Given exercise → Give the lines below as a numbered list, from the one containing "--target person standing in back row" through the last line, with blank lines skipped and the pictures left out.

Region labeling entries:
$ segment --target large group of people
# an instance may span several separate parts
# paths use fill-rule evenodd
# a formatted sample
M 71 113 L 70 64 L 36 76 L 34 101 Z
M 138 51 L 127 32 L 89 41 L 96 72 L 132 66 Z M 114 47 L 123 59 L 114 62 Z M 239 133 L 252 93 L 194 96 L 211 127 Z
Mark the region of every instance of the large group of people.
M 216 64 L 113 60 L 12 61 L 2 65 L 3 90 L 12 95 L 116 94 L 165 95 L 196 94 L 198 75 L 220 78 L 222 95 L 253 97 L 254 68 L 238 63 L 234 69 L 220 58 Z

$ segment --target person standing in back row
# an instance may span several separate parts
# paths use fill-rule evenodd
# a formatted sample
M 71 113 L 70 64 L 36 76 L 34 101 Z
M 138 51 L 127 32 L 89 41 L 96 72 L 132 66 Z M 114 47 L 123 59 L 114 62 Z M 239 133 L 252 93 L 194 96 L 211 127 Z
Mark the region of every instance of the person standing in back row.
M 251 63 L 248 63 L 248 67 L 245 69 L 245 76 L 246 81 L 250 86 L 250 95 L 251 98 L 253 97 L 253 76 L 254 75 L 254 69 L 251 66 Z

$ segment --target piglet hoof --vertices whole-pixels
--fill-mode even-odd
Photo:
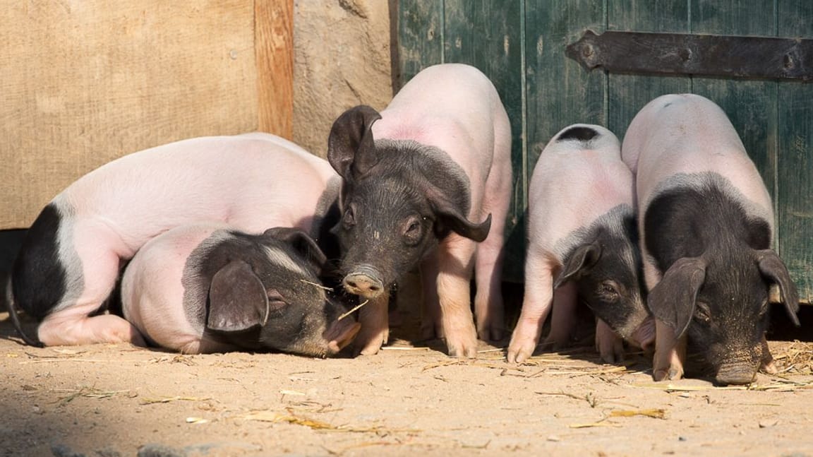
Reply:
[[[674,366],[656,368],[652,372],[652,378],[655,381],[677,381],[683,378],[683,368]]]
[[[354,342],[354,353],[356,355],[375,355],[389,339],[389,329],[379,332],[365,332],[363,327]]]
[[[769,375],[775,375],[779,372],[779,369],[776,368],[776,364],[773,363],[773,359],[771,359],[769,362],[763,360],[762,365],[759,366],[759,370]]]
[[[470,337],[447,337],[446,347],[449,348],[450,357],[477,358],[477,339],[473,334]]]
[[[537,349],[537,345],[532,342],[511,342],[508,345],[508,354],[506,359],[509,363],[522,363],[528,360],[533,351]]]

Exercise output →
1. $ segment --target person standing in back row
2. # an instance may span several separate parts
3. # paths use fill-rule evenodd
4. # a formatted sample
5. M 71 113 L 70 64 L 36 76 L 34 101 Z
6. M 138 51 L 127 32 L 89 41 L 96 72 L 132 66 Z M 114 47 L 123 59 L 114 62 Z M 239 133 L 252 93 L 194 96 L 211 127 Z
7. Mark the region of every instance of the person standing in back row.
8. M 251 63 L 248 63 L 248 67 L 245 69 L 245 76 L 246 81 L 250 86 L 250 95 L 251 98 L 253 97 L 253 76 L 254 75 L 254 69 L 251 66 Z
9. $ segment --target piglet hoof --vertices whole-pixels
10. --fill-mode even-odd
11. Photo:
12. Reply:
13. [[[674,366],[656,368],[652,372],[652,378],[655,381],[677,381],[683,378],[683,368]]]
14. [[[354,342],[354,353],[356,355],[375,355],[389,339],[389,329],[379,332],[365,332],[363,327]]]
15. [[[769,375],[775,375],[779,372],[779,369],[776,368],[776,364],[773,363],[773,359],[771,359],[769,362],[763,360],[762,365],[759,366],[759,370]]]
16. [[[470,337],[447,337],[446,347],[449,348],[450,357],[477,358],[477,339],[473,334]]]
17. [[[537,349],[537,345],[532,342],[511,342],[508,345],[508,354],[506,359],[509,363],[522,363],[528,360],[533,351]]]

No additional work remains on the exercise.